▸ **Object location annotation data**

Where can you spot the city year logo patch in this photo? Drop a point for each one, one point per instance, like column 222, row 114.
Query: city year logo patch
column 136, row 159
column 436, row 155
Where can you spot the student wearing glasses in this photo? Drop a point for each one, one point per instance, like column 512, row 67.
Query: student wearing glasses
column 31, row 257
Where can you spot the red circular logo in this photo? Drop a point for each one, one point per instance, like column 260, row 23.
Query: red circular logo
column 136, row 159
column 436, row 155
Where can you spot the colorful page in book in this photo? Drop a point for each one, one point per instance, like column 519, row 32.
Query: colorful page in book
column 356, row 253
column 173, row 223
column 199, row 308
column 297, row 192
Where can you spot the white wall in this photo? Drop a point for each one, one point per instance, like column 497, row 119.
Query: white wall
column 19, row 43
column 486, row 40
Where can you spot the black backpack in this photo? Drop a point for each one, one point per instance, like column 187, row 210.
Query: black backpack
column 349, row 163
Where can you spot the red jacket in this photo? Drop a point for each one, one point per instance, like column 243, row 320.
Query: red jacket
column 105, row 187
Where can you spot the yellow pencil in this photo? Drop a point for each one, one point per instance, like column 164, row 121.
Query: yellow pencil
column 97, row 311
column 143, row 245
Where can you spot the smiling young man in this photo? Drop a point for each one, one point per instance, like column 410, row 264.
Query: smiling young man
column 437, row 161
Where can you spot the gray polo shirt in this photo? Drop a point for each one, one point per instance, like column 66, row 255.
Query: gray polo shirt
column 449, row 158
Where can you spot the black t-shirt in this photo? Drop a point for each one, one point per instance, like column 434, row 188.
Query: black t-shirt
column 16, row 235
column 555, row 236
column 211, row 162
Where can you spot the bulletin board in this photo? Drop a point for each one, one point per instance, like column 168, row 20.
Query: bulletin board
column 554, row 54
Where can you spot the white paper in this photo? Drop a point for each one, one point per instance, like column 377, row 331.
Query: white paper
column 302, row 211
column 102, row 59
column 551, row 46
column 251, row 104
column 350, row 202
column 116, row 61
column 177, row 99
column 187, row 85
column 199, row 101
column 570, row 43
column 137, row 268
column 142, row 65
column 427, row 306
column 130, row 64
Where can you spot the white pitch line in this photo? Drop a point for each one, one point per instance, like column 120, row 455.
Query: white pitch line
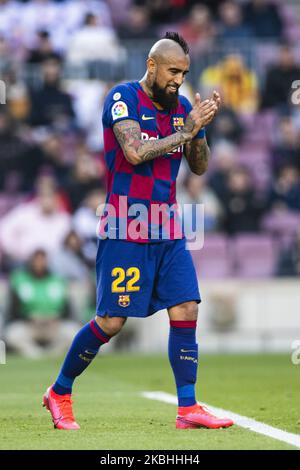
column 243, row 421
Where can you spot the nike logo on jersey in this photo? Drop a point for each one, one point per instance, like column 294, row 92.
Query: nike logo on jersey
column 146, row 118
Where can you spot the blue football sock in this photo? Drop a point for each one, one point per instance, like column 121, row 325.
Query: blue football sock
column 183, row 356
column 84, row 348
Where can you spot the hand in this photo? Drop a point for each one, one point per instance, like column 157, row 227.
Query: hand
column 202, row 114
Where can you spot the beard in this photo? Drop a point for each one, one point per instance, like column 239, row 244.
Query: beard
column 161, row 96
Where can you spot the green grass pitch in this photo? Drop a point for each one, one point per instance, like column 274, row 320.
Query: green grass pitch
column 113, row 415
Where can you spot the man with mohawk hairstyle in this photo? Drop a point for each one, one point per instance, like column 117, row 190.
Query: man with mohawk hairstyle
column 148, row 127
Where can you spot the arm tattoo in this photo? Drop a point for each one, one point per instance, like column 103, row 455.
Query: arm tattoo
column 197, row 154
column 128, row 134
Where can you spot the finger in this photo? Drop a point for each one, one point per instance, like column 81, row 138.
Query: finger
column 207, row 104
column 216, row 97
column 197, row 99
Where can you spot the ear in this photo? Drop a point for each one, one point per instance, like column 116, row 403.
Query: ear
column 151, row 66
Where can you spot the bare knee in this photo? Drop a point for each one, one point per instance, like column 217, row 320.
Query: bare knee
column 187, row 311
column 110, row 325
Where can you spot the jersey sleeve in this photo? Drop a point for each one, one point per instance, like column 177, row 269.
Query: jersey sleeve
column 121, row 103
column 188, row 108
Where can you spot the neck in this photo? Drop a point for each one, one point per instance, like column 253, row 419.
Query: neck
column 146, row 85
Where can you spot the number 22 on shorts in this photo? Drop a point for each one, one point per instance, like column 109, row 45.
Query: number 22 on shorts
column 132, row 276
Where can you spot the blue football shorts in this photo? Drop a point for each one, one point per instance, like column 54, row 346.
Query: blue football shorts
column 138, row 279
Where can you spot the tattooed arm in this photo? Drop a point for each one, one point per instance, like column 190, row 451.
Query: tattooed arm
column 197, row 154
column 197, row 151
column 136, row 150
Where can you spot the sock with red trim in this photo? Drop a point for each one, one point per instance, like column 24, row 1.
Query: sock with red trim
column 84, row 348
column 183, row 356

▸ **Brief**
Output all of the data above as a two-column CSV with the columns text and answer. Write one row per entry, put each field in double quotes, replace line breaks with spaces, and leave the images out.

▸ **Written response**
text,answer
"Where can you spot the city year logo patch in this photo? Drop a point for each one, one point per instance, like column 222, row 114. Query: city year logo patch","column 136, row 159 column 436, row 155"
"Where can you spot the student wearing glasses in this photo? Drop a point for each one, one point per instance, like column 512, row 67. Query: student wearing glasses","column 31, row 257"
"Where can you spot the red circular logo in this photo? Drop a point for each one, one point per instance, like column 260, row 23. Query: red circular logo","column 136, row 159 column 436, row 155"
"Where can you spot the colorful page in book in this photo? Drop a point for each one, one point per instance, like column 519, row 32. Query: colorful page in book","column 356, row 253 column 173, row 223 column 199, row 308 column 297, row 192"
"Where can you spot the white wall in this photo? Drop a point for each one, one point per instance, like column 497, row 119. Query: white wall","column 19, row 43 column 486, row 40"
"Where can you spot the black backpack in this photo? Drop a point for each one, one point per instance, like column 187, row 210. Query: black backpack","column 349, row 163"
"Where can you spot the red jacket in this photo? Drop a point for each one, one point per instance, like column 243, row 320. Query: red jacket","column 105, row 187"
"Where can you spot the yellow pencil in this photo? Drop a point for each one, one point per instance, like column 164, row 121. Query: yellow pencil","column 97, row 311 column 143, row 245"
"Where can you spot the smiling young man in this photo? Drop a point for each one, one point per instance, like column 410, row 264. Query: smiling young man","column 437, row 161"
"Where can you spot the gray polo shirt in this photo? Drop a point for each one, one point per instance, like column 66, row 255. Query: gray polo shirt","column 449, row 158"
"Where can you spot the black t-shirt in this photo? Drop a point for each one, one point per instance, like column 434, row 188. Query: black t-shirt","column 16, row 235 column 555, row 236 column 211, row 162"
"Where can you spot the bulletin board in this photo? Drop a point for each one, one point per instance, like column 168, row 20. Query: bulletin board","column 554, row 54"
"Where can you spot the white paper in this photo? Drop a point for each one, one point per instance, like column 377, row 331. Query: white paper","column 302, row 211 column 102, row 59 column 551, row 46 column 251, row 104 column 350, row 202 column 116, row 61 column 177, row 99 column 187, row 85 column 199, row 101 column 570, row 43 column 137, row 268 column 142, row 65 column 427, row 306 column 130, row 64"
"Where can you spot the white pitch line in this photo? Drop a point for each one, one point per instance, like column 120, row 455. Query: white pitch line","column 243, row 421"
"Where can you spot the nike logo on jersey in this photo? Drop a point for each one, one point per instance, like column 294, row 92. Query: nike logo on jersey","column 146, row 118"
"Where can you spot the blue football sock in this photo? Drop a point for each one, one point per instance, like column 121, row 325. Query: blue football sock","column 183, row 356 column 84, row 348"
"Where can you spot the hand in this photo? Drop a point for each one, one point per instance, like column 157, row 227. Query: hand","column 202, row 114"
"Where can you spot the beard in this photo? Drop a point for each one, one point per instance, like column 239, row 244. Query: beard","column 161, row 96"
"Where can you spot the green grass pitch in this photo? Drop a point for each one, one point per instance, like column 274, row 320. Query: green grass pitch","column 113, row 415"
"Where can you spot the man with mohawk hairstyle in this photo? Drop a point for each one, one point per instance, like column 117, row 190. Query: man with mohawk hairstyle","column 148, row 127"
"Where can you spot the arm tattoo in this photo? Drop a point for each one, one point per instance, like column 103, row 455. Query: arm tattoo","column 197, row 154 column 128, row 134"
"Where can you spot the finger in this photo? Drop a point for each one, one point per instance, like column 81, row 138. Query: finger","column 207, row 104 column 216, row 97 column 197, row 99"
"Where can you spot the ear in this photo? Drop a point for each one, one point per instance, like column 116, row 403. Query: ear","column 151, row 66"
"Where can you spot the bare knee in this photo? Drop a point for each one, one point per instance, like column 217, row 320. Query: bare knee","column 187, row 311 column 110, row 325"
"Where can you spot the jersey sleeve in this photo? Drop a point for each one, one point per instance, like column 177, row 269. Query: jersey sleeve","column 121, row 103 column 188, row 108"
"Where can you spot the neck in this photo? Drop a point for each one, one point per instance, like column 253, row 419. Query: neck","column 146, row 85"
"Where can you spot the number 22 on shorts in this photo? Drop a point for each one, one point per instance, like column 109, row 45. Query: number 22 on shorts","column 132, row 276"
"Where can you spot the blue football shorts in this photo? Drop a point for each one, one point per instance, like column 54, row 346. Query: blue football shorts","column 138, row 279"
"Where can you spot the tattooed arm in this photo? Drop a point for each one, one point per instance, like column 190, row 451. Query: tattooed arm","column 197, row 154 column 197, row 151 column 136, row 150"
"Where can you spot the sock with red trim in this photo? Drop a point for each one, one point per instance, like column 24, row 1. Query: sock with red trim","column 84, row 348 column 183, row 356"